> [Prompt]
Reproduce each of the records below word for word, keeping every line unchanged.

> [Material provided]
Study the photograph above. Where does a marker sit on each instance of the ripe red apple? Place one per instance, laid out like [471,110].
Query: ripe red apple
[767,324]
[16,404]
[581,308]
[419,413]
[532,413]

> [Written solution]
Study the photograph above. Where does a marker sit on each instance of the ripe red apple? Place one per instance, laid out like [471,110].
Query: ripe red apple
[767,324]
[16,404]
[581,308]
[419,413]
[532,413]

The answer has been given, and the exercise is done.